EXERCISE: Retype each record below word for word. Leave the pictures out.

ENTRIES SHOWN:
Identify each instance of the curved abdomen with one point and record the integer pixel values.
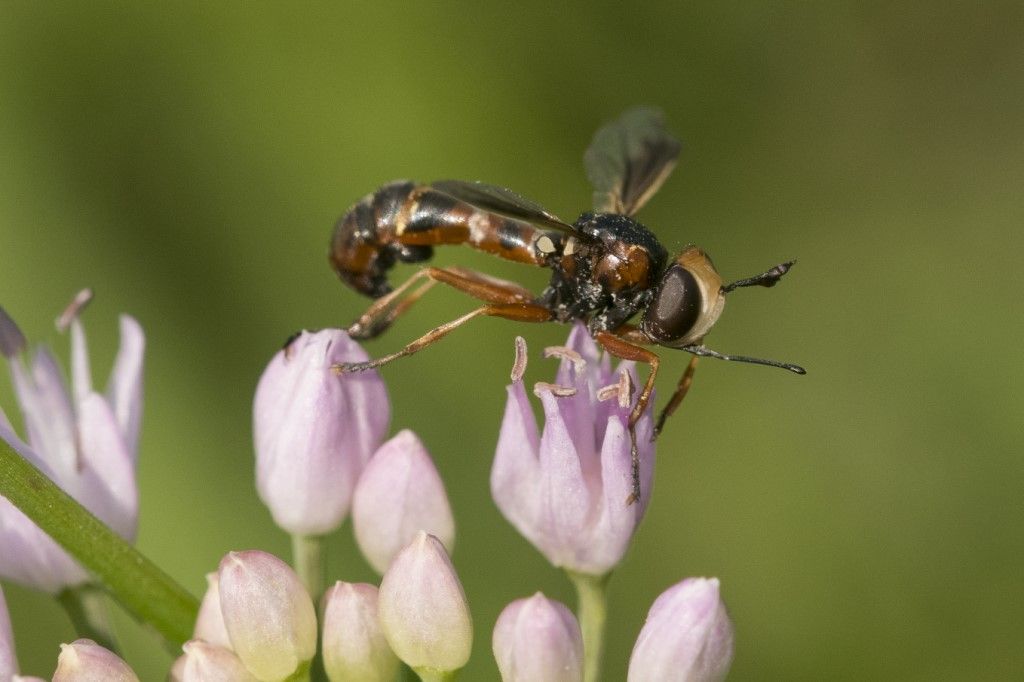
(402, 221)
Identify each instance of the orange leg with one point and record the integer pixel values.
(628, 350)
(385, 310)
(677, 397)
(517, 311)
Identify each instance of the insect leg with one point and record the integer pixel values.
(385, 310)
(626, 350)
(516, 311)
(768, 279)
(677, 397)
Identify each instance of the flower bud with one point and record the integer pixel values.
(268, 614)
(85, 442)
(177, 672)
(399, 494)
(209, 663)
(538, 640)
(687, 636)
(314, 430)
(354, 647)
(84, 661)
(582, 460)
(422, 607)
(210, 622)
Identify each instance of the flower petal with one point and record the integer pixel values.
(30, 557)
(268, 614)
(563, 491)
(107, 481)
(84, 661)
(124, 389)
(398, 494)
(208, 663)
(81, 375)
(354, 647)
(210, 622)
(314, 430)
(422, 607)
(538, 640)
(687, 636)
(49, 418)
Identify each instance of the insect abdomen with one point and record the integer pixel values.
(402, 221)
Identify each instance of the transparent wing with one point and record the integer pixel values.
(499, 200)
(629, 160)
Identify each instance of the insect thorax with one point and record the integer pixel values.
(605, 276)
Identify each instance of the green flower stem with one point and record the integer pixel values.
(141, 588)
(592, 611)
(87, 610)
(431, 675)
(307, 559)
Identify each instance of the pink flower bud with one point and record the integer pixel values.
(209, 663)
(399, 494)
(687, 636)
(314, 430)
(538, 640)
(565, 489)
(84, 661)
(84, 441)
(210, 622)
(177, 672)
(8, 659)
(354, 647)
(268, 615)
(422, 607)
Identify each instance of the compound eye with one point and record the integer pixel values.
(676, 307)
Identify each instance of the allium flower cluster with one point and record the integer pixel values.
(320, 448)
(257, 617)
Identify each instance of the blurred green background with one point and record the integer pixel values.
(187, 162)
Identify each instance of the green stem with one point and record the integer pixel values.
(141, 588)
(431, 675)
(592, 611)
(307, 559)
(87, 610)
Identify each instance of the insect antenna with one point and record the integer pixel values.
(704, 351)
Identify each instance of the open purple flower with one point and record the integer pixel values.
(314, 430)
(566, 489)
(84, 440)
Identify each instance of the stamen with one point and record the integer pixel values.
(519, 366)
(563, 352)
(11, 339)
(74, 309)
(554, 389)
(623, 389)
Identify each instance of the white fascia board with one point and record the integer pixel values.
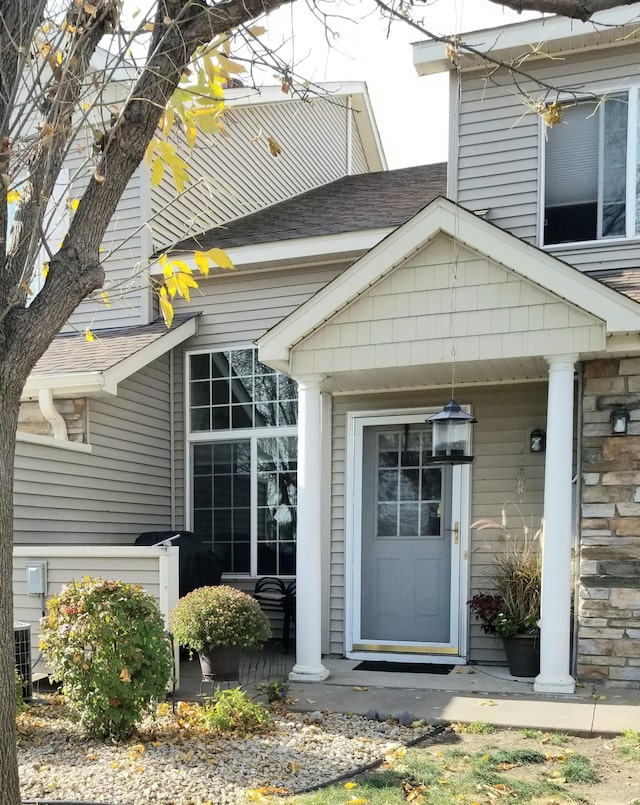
(620, 313)
(143, 357)
(64, 384)
(250, 96)
(293, 250)
(357, 90)
(83, 383)
(430, 57)
(57, 444)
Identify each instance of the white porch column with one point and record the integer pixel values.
(309, 667)
(555, 620)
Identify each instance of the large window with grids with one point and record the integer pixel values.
(243, 457)
(592, 170)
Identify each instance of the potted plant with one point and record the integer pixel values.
(512, 608)
(218, 623)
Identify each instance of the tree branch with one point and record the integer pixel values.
(576, 9)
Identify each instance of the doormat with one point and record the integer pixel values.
(404, 667)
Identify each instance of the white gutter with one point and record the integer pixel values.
(52, 415)
(431, 57)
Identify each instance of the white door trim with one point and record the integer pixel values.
(454, 652)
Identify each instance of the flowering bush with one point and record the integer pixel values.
(105, 641)
(219, 616)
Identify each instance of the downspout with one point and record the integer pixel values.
(578, 522)
(349, 165)
(52, 415)
(172, 455)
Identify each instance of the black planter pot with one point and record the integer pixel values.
(523, 654)
(221, 663)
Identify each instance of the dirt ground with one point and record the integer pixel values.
(619, 776)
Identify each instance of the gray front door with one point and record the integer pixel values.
(406, 542)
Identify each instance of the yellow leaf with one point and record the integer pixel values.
(166, 307)
(157, 172)
(201, 260)
(220, 258)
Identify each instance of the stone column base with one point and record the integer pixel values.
(554, 684)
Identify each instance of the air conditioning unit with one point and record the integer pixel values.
(22, 639)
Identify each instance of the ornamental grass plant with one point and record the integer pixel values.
(219, 616)
(515, 577)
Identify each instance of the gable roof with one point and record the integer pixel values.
(620, 313)
(74, 365)
(353, 203)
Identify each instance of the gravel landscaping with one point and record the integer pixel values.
(173, 762)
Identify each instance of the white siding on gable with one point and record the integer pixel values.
(498, 161)
(503, 469)
(407, 319)
(124, 247)
(113, 494)
(236, 173)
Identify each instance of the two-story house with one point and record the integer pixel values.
(382, 298)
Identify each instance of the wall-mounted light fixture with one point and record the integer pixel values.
(537, 440)
(619, 419)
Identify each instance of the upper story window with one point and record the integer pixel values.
(232, 390)
(592, 171)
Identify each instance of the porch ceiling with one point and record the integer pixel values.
(467, 373)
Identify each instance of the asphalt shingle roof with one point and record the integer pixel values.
(71, 352)
(351, 204)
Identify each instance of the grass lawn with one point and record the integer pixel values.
(476, 764)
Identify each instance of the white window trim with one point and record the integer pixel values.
(231, 435)
(633, 165)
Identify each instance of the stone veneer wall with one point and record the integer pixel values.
(609, 589)
(73, 412)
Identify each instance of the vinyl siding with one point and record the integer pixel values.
(235, 174)
(499, 140)
(142, 567)
(236, 310)
(112, 494)
(501, 446)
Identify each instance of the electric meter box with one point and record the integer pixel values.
(36, 577)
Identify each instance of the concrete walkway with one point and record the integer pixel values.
(479, 693)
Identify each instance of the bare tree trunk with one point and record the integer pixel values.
(9, 407)
(577, 9)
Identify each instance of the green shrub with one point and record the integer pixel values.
(219, 616)
(235, 711)
(105, 642)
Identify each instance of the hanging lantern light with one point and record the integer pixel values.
(451, 438)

COMPLETED EXERCISE:
Identify each instance of the curved abdomen with one point and record the integer pixel values.
(402, 221)
Identify each instance of the orange leg with one point and record the integer pixel values.
(628, 350)
(385, 310)
(677, 397)
(517, 311)
Identify each instance of the insect leg with one point and record the integer pixel values.
(385, 310)
(626, 350)
(516, 311)
(768, 279)
(677, 397)
Identify each instance of the flower bud with one point and record the integer pixel values.
(268, 614)
(85, 442)
(177, 672)
(399, 494)
(209, 663)
(538, 640)
(687, 636)
(314, 430)
(354, 647)
(84, 661)
(582, 460)
(422, 607)
(210, 622)
Identify each instance of the flower petal with one point and record the integer pixel values.
(30, 557)
(268, 614)
(563, 491)
(107, 481)
(84, 661)
(124, 389)
(398, 494)
(208, 663)
(81, 375)
(354, 647)
(210, 622)
(314, 430)
(422, 607)
(538, 640)
(687, 636)
(49, 418)
Identify each instance of the insect abdomen with one point and record the integer pixel values.
(402, 221)
Identify each instance of the transparent wing with one point and record the integer pixel values.
(499, 200)
(629, 160)
Identify each instance of the insect thorax with one point and record the integer pixel values.
(605, 276)
Identify each instance of the green flower stem with one point and record the integer pixel values.
(141, 588)
(592, 611)
(87, 610)
(431, 675)
(307, 559)
Identify each instance of the pink flower bud with one point and record the integer pixel values.
(209, 663)
(399, 494)
(687, 636)
(314, 430)
(538, 640)
(565, 489)
(84, 661)
(84, 441)
(210, 622)
(177, 672)
(8, 659)
(354, 647)
(268, 615)
(422, 607)
Identify each instance of the compound eye with one point and record the integer pixel values.
(676, 307)
Identify each instance of the allium flower cluster with one point and record the integer pixel values.
(320, 448)
(257, 617)
Identify each instance of the blurred green background with one point and record the integer pixel values.
(187, 162)
Identify each instance of the green stem with one point and record the integer pixel values.
(141, 588)
(431, 675)
(592, 611)
(307, 559)
(87, 610)
Identify each instance of the insect antenna with one point and record the integer pixel values.
(704, 351)
Identify each instance of the open purple flower with one point and record the integer pixel values.
(314, 430)
(566, 489)
(84, 440)
Identify each instance of the stamen with one point and record the integer pixel values.
(519, 366)
(563, 352)
(11, 339)
(74, 309)
(554, 389)
(623, 389)
Identify each instance of the white fascia board with one point and record the integer pixel values.
(620, 313)
(143, 357)
(64, 384)
(250, 96)
(293, 250)
(357, 90)
(83, 383)
(430, 57)
(57, 444)
Identify each instance of the white porch column with one point and record the integer pixel values.
(309, 667)
(555, 620)
Identify each instance of the large window with grids with one point and record the integer pixel values.
(243, 457)
(592, 170)
Identify each instance of the potted plant with one point and record the integer pixel values.
(512, 608)
(218, 623)
Identify each instance of the tree branch with one point and record the integer pixel values.
(576, 9)
Identify each instance of the doormat with one point and record the integer pixel values.
(404, 667)
Identify each instance of the white gutter with one point and record the integer pixel values.
(52, 415)
(431, 57)
Identify each instance of the white door trim with one point and record the integer pixel values.
(454, 652)
Identify each instance of the flowering bush with one point and record the integer pixel values.
(105, 641)
(219, 616)
Identify each instance of the downspout with one point and record the integer pixel values.
(578, 522)
(349, 165)
(52, 415)
(172, 455)
Identify each instance of the black planter pot with one point and record the integer pixel values.
(523, 654)
(221, 663)
Identify each instance of the dirt ground with one point and record the integer pixel values.
(619, 776)
Identify each instance of the gray front door with one point and record the integer pixel values.
(406, 542)
Identify each instance of the yellow leaf with one point and record the integer pixel values.
(166, 307)
(157, 172)
(201, 260)
(220, 258)
Identify each instance of the stone column base with one point and record the integer pixel values.
(554, 684)
Identify each instance of the air conditioning unit with one point and record the integer pixel values.
(22, 639)
Identify each instance of the ornamental grass plant with one point and record the integer pixel values.
(219, 616)
(515, 577)
Identify each instance of the gable roof with one point and record the integer pixel values.
(620, 313)
(74, 365)
(353, 203)
Identify each instance of the gravel landscaping with one point and record the integer pixel values.
(173, 762)
Identify each instance of the white siding on gable with one point and record the integer pixel values.
(498, 161)
(503, 469)
(407, 319)
(124, 247)
(113, 494)
(236, 173)
Identify each instance of the two-story house with one point and record the integer pixel values.
(382, 298)
Identify each instance of the wall-mounted light fixture with one point and record the integer pixel values.
(537, 440)
(619, 419)
Identify each instance of the upper story window with one point and record the integer pixel values.
(232, 390)
(592, 171)
Identify each instance of the porch ceiling with one point and record the integer pixel values.
(467, 373)
Identify each instance of the asphalt shingle roof with one point and record the integer pixel values.
(71, 352)
(351, 204)
Identify each instance of the grass lawn with one point and record the integer pixel values.
(476, 764)
Identify each instance of the white window trim with one point and record the integer pixel values.
(231, 435)
(633, 165)
Identify each instance of the stone veneer wall with one point and record the integer pixel values.
(609, 589)
(73, 412)
Identify each instance of the vinyl siding with one point and record the integer pixel values.
(235, 174)
(499, 140)
(142, 567)
(236, 310)
(112, 494)
(501, 446)
Identify each instance of the electric meter box with one point and record the integer pixel values.
(36, 577)
Identify each instance of the concrete walkway with one point and record the integer pixel values.
(479, 693)
Identify each instance of the bare tree trunk with one point and record the integer pixel values.
(9, 407)
(577, 9)
Identify each instance of the green shrub with one point and record the integer pixel values.
(219, 616)
(235, 711)
(105, 642)
Identify each instance of the hanging lantern light with one point and record the integer pixel values.
(451, 438)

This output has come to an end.